● SUPPLIED DATA
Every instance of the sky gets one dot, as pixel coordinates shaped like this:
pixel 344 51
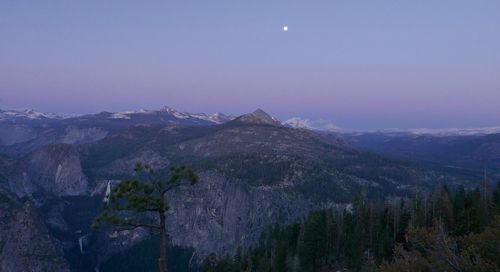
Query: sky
pixel 360 64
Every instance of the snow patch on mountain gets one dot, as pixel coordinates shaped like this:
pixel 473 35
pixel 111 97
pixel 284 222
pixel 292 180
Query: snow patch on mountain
pixel 306 123
pixel 31 114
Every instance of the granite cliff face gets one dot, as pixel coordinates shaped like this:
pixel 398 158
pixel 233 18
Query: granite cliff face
pixel 219 214
pixel 25 244
pixel 52 170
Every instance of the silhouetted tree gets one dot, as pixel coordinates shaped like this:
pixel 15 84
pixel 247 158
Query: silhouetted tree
pixel 142 204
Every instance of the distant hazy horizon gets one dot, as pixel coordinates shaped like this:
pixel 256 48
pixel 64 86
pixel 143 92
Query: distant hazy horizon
pixel 360 65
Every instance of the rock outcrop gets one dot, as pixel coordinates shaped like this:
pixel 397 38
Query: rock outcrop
pixel 25 244
pixel 52 170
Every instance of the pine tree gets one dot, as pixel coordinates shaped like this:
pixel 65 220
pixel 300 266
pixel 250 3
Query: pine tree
pixel 133 202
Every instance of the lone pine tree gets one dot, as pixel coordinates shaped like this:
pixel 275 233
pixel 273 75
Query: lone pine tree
pixel 138 203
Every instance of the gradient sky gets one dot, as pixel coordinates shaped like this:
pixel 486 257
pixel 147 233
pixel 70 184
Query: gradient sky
pixel 360 64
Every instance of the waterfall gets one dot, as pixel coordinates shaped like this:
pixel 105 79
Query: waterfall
pixel 81 243
pixel 108 193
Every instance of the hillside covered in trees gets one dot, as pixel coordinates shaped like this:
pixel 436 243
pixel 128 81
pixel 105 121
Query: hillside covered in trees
pixel 441 231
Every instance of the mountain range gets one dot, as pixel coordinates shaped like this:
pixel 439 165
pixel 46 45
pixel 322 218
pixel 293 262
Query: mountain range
pixel 254 170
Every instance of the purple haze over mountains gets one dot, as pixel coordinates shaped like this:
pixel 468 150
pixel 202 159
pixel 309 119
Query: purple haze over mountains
pixel 361 64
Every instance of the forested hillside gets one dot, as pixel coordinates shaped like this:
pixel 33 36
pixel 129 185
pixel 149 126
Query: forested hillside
pixel 436 232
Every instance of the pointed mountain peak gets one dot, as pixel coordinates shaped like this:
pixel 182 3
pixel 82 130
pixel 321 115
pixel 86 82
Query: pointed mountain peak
pixel 258 117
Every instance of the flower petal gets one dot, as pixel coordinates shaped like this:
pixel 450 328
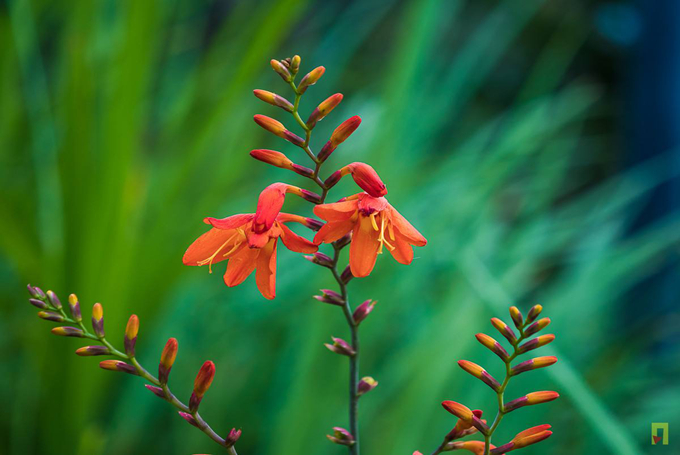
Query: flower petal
pixel 206 245
pixel 336 211
pixel 364 247
pixel 231 222
pixel 406 229
pixel 295 242
pixel 333 230
pixel 240 266
pixel 265 275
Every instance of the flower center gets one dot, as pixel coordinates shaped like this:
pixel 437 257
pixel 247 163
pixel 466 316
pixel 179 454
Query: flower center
pixel 381 236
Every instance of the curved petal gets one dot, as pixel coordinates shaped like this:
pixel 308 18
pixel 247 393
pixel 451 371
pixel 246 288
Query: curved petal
pixel 364 248
pixel 206 245
pixel 231 222
pixel 240 266
pixel 403 251
pixel 332 231
pixel 406 229
pixel 265 275
pixel 295 242
pixel 337 211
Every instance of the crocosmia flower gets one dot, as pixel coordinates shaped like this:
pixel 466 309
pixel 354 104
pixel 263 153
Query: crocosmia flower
pixel 248 241
pixel 374 224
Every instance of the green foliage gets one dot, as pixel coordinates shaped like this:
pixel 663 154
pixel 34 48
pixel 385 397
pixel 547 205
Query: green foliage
pixel 123 124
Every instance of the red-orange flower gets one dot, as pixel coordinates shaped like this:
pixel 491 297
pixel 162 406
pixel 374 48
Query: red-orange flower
pixel 374 223
pixel 249 241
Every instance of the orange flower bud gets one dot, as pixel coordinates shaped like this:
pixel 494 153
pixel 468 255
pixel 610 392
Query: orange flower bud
pixel 274 99
pixel 323 109
pixel 311 78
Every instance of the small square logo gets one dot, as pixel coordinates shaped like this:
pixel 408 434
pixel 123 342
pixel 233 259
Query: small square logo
pixel 660 433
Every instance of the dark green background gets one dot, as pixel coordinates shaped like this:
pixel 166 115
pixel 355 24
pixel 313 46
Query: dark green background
pixel 496 126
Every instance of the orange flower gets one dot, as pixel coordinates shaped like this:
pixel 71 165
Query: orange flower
pixel 249 241
pixel 374 223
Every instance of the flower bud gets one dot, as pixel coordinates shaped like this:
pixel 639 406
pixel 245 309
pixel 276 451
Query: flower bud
pixel 277 128
pixel 274 99
pixel 480 373
pixel 131 335
pixel 363 310
pixel 98 320
pixel 74 305
pixel 281 69
pixel 341 347
pixel 493 345
pixel 167 360
pixel 202 383
pixel 323 109
pixel 505 330
pixel 367 179
pixel 158 391
pixel 51 316
pixel 38 304
pixel 54 300
pixel 89 351
pixel 366 385
pixel 517 317
pixel 535 343
pixel 68 332
pixel 310 78
pixel 234 434
pixel 533 364
pixel 118 365
pixel 341 436
pixel 533 313
pixel 320 259
pixel 537 326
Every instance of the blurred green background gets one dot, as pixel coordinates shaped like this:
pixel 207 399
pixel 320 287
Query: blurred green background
pixel 501 129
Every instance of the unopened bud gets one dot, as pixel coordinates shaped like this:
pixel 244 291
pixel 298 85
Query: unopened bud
pixel 310 78
pixel 323 109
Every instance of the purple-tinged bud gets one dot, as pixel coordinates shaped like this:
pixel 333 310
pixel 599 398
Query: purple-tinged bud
pixel 537 326
pixel 89 351
pixel 54 300
pixel 310 78
pixel 74 305
pixel 366 385
pixel 535 343
pixel 131 335
pixel 68 332
pixel 505 330
pixel 188 417
pixel 51 316
pixel 480 373
pixel 362 311
pixel 346 275
pixel 159 392
pixel 202 383
pixel 274 100
pixel 341 436
pixel 281 69
pixel 118 365
pixel 323 109
pixel 36 292
pixel 341 347
pixel 517 317
pixel 167 360
pixel 232 438
pixel 98 320
pixel 533 313
pixel 38 304
pixel 493 345
pixel 533 364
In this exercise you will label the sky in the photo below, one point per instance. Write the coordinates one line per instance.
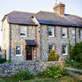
(6, 6)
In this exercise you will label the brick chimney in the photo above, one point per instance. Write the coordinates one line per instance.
(59, 8)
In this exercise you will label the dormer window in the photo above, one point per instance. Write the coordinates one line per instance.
(64, 32)
(23, 31)
(51, 31)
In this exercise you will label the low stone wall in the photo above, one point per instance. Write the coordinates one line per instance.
(7, 70)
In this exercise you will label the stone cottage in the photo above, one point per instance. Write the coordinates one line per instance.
(31, 36)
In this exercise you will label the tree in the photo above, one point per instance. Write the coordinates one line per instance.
(76, 53)
(53, 56)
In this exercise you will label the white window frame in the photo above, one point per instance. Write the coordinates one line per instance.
(80, 33)
(52, 31)
(53, 48)
(66, 50)
(66, 33)
(21, 51)
(22, 32)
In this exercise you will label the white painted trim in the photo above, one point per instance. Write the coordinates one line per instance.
(66, 34)
(53, 31)
(25, 33)
(21, 50)
(66, 51)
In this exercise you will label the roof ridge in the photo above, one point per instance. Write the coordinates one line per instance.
(43, 11)
(19, 11)
(74, 15)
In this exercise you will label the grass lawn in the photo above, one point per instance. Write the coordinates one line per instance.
(73, 64)
(36, 79)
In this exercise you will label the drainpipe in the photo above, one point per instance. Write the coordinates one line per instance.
(75, 35)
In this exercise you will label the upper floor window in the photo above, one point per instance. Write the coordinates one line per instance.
(80, 33)
(64, 32)
(51, 47)
(4, 33)
(18, 50)
(51, 31)
(64, 49)
(23, 31)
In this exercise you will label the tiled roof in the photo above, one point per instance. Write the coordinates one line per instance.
(16, 17)
(52, 18)
(43, 17)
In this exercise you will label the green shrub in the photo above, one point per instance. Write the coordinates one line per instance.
(52, 71)
(23, 75)
(37, 60)
(9, 61)
(53, 56)
(65, 72)
(76, 54)
(2, 60)
(69, 48)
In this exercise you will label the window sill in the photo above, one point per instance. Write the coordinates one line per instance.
(64, 54)
(51, 36)
(23, 36)
(18, 54)
(65, 37)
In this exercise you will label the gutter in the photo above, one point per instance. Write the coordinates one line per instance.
(75, 35)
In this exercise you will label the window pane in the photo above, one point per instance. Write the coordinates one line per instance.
(23, 31)
(64, 49)
(18, 49)
(51, 30)
(50, 48)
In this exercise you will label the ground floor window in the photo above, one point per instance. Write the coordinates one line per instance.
(51, 47)
(18, 50)
(64, 49)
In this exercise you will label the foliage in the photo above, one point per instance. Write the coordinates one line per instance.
(36, 79)
(76, 54)
(52, 71)
(53, 56)
(0, 48)
(23, 75)
(73, 64)
(2, 60)
(69, 48)
(9, 61)
(37, 60)
(65, 72)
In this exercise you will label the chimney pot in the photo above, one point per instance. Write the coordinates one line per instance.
(60, 2)
(59, 8)
(55, 4)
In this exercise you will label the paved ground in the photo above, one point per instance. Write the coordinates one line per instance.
(73, 69)
(79, 76)
(75, 75)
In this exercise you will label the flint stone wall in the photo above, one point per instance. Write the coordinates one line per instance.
(7, 70)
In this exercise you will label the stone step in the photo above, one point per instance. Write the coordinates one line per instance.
(73, 69)
(75, 75)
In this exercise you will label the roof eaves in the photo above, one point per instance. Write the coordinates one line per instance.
(24, 24)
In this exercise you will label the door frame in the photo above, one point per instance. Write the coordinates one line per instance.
(32, 52)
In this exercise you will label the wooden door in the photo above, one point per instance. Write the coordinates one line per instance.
(29, 53)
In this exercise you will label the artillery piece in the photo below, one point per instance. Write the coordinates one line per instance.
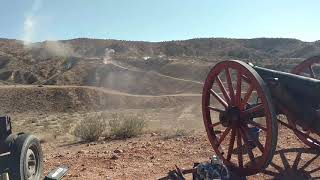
(242, 105)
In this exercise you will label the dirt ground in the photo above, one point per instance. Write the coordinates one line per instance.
(152, 156)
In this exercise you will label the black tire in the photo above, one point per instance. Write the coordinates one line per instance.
(26, 158)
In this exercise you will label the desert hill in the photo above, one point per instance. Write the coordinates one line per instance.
(137, 64)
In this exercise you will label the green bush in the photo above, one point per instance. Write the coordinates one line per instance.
(91, 128)
(126, 126)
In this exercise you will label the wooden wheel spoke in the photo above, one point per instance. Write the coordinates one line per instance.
(246, 97)
(224, 134)
(252, 122)
(222, 101)
(223, 90)
(229, 81)
(255, 109)
(246, 144)
(247, 80)
(215, 109)
(256, 141)
(238, 92)
(312, 74)
(239, 148)
(231, 144)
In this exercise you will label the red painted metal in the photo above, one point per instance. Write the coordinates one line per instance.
(237, 112)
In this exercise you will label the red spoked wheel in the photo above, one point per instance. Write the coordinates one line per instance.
(239, 117)
(309, 68)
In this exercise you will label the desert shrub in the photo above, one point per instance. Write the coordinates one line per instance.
(91, 128)
(126, 126)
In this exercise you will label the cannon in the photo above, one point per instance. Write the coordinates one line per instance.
(242, 105)
(21, 156)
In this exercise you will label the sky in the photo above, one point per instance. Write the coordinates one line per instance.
(158, 20)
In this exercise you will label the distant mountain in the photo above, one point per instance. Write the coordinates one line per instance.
(135, 66)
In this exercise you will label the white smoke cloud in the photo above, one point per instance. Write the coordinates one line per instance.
(108, 53)
(30, 23)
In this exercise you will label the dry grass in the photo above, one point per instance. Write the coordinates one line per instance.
(91, 128)
(126, 126)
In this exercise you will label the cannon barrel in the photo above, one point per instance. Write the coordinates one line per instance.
(307, 88)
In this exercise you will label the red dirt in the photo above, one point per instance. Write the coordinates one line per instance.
(152, 157)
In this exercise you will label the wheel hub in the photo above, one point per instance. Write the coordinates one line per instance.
(231, 117)
(31, 164)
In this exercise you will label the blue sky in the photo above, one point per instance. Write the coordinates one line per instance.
(159, 20)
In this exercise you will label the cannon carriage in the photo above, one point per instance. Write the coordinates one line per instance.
(243, 104)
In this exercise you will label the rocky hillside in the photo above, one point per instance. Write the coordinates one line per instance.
(140, 67)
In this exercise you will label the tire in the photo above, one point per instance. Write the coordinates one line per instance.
(26, 162)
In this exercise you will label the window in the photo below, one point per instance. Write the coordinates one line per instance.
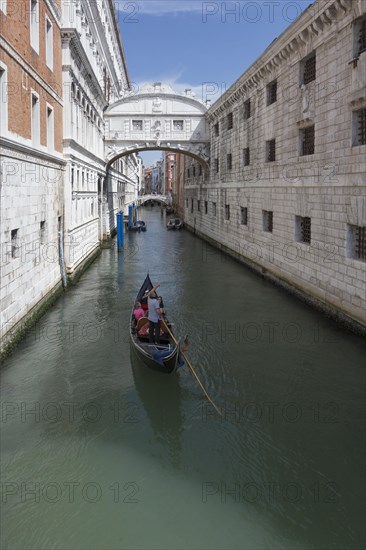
(303, 229)
(247, 112)
(246, 155)
(178, 125)
(359, 127)
(229, 161)
(272, 92)
(137, 125)
(230, 121)
(307, 136)
(35, 118)
(14, 243)
(49, 44)
(3, 100)
(34, 25)
(42, 231)
(359, 37)
(50, 130)
(268, 221)
(244, 215)
(308, 69)
(356, 242)
(271, 150)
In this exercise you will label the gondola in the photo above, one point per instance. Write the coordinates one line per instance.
(140, 337)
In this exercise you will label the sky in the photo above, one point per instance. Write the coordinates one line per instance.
(197, 44)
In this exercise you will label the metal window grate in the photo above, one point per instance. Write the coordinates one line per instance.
(247, 108)
(362, 37)
(229, 161)
(308, 141)
(361, 127)
(271, 154)
(230, 121)
(246, 156)
(272, 92)
(360, 243)
(310, 69)
(305, 230)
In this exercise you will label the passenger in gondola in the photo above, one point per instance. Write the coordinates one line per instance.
(154, 316)
(138, 311)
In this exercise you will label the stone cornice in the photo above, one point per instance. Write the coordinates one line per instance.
(28, 69)
(312, 22)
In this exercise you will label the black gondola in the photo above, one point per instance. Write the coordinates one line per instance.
(140, 338)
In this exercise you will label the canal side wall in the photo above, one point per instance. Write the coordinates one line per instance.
(325, 188)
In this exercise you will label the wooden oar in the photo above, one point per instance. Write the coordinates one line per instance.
(193, 371)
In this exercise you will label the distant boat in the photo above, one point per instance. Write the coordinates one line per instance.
(174, 223)
(140, 337)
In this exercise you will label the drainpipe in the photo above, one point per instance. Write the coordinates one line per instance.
(61, 254)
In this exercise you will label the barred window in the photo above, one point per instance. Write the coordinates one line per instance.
(303, 229)
(229, 161)
(272, 92)
(244, 215)
(246, 156)
(307, 140)
(227, 211)
(247, 109)
(271, 150)
(359, 127)
(268, 221)
(356, 242)
(309, 69)
(230, 121)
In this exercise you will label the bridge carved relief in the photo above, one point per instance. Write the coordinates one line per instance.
(157, 117)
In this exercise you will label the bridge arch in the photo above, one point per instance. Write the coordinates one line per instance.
(157, 118)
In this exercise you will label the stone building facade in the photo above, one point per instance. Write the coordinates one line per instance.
(286, 192)
(32, 163)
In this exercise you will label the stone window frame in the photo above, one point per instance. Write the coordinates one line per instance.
(303, 229)
(243, 215)
(359, 125)
(306, 148)
(356, 242)
(267, 221)
(271, 92)
(49, 42)
(305, 78)
(34, 24)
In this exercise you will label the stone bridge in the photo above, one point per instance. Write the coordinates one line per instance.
(157, 117)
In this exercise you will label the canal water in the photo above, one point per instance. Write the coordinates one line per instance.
(98, 453)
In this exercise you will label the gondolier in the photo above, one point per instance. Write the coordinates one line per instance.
(154, 316)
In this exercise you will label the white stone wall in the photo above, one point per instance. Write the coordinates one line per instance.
(327, 186)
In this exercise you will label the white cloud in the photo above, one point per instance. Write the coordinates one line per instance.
(162, 7)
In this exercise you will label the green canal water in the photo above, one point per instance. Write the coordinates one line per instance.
(98, 453)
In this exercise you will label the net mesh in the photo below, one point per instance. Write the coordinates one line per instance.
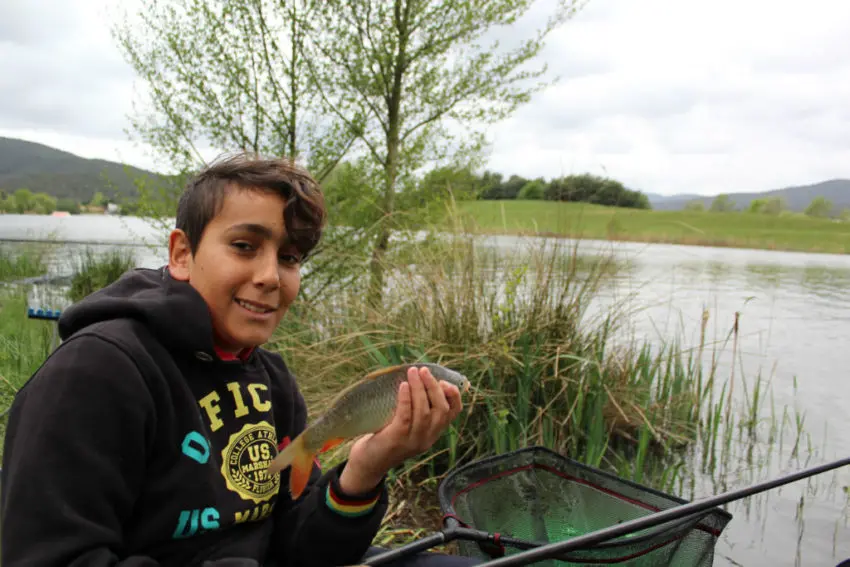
(539, 496)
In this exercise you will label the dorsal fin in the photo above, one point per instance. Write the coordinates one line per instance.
(383, 371)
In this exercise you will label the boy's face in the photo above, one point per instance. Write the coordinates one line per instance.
(243, 267)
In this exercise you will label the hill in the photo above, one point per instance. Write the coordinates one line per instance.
(43, 169)
(797, 198)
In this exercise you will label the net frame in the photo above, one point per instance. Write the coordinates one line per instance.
(686, 542)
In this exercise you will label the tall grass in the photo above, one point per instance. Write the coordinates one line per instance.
(94, 271)
(546, 368)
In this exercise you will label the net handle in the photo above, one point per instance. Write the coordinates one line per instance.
(494, 545)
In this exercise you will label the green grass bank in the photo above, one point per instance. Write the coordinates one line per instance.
(792, 232)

● SHORT PROBLEM
Rewrite the part of the rows above that opens with the line containing "Every instance of the waterfall" and closes with the line containing "pixel 337 211", putting "receives one point" in place of every "gets one dot" and changing nothing else. Leave the pictures out.

● EXERCISE RESULT
Every instance of the waterfall receives one point, as pixel coordinates shaped like this:
pixel 105 79
Query: waterfall
pixel 81 243
pixel 108 193
Every instance of the hillside covered in trees receives one point, as pixel coordinates shaped like this:
pixel 436 243
pixel 128 81
pixel 105 121
Query: hillside covered in trees
pixel 441 231
Every instance of the mountain range receives one point, as pixel coordinates shaped like this:
pixel 439 165
pixel 46 45
pixel 322 218
pixel 293 262
Query: mountain range
pixel 254 170
Every instance of the purple haze over mountains receives one point, as pixel coordinates shaped like this:
pixel 468 150
pixel 202 159
pixel 309 119
Query: purple haze over mountains
pixel 361 64
Every instance of the forested hillside receives one point, as pixel coordinates shaped like this:
pixel 33 36
pixel 129 185
pixel 149 126
Query: forested hillside
pixel 436 232
Every instance of the pointed mountain peak receives one point, as pixel coordinates shaped like this:
pixel 182 3
pixel 82 130
pixel 321 115
pixel 86 82
Query: pointed mountain peak
pixel 258 117
Every instance of the flower petal receives one point, as pixel coordinates shaped like this:
pixel 450 328
Query: flower petal
pixel 206 245
pixel 336 211
pixel 364 247
pixel 231 222
pixel 406 229
pixel 295 242
pixel 333 230
pixel 240 266
pixel 265 275
Every instance of the flower center receives one point, as pixel coordinates shaped like this:
pixel 437 257
pixel 247 163
pixel 466 316
pixel 179 454
Query: flower center
pixel 381 236
Every instance of the curved petal receives one point, as pixel coordinates shaped like this:
pixel 308 18
pixel 247 393
pixel 451 371
pixel 246 288
Query: curved petal
pixel 364 248
pixel 206 245
pixel 231 222
pixel 240 266
pixel 403 251
pixel 332 231
pixel 406 229
pixel 265 275
pixel 295 242
pixel 337 211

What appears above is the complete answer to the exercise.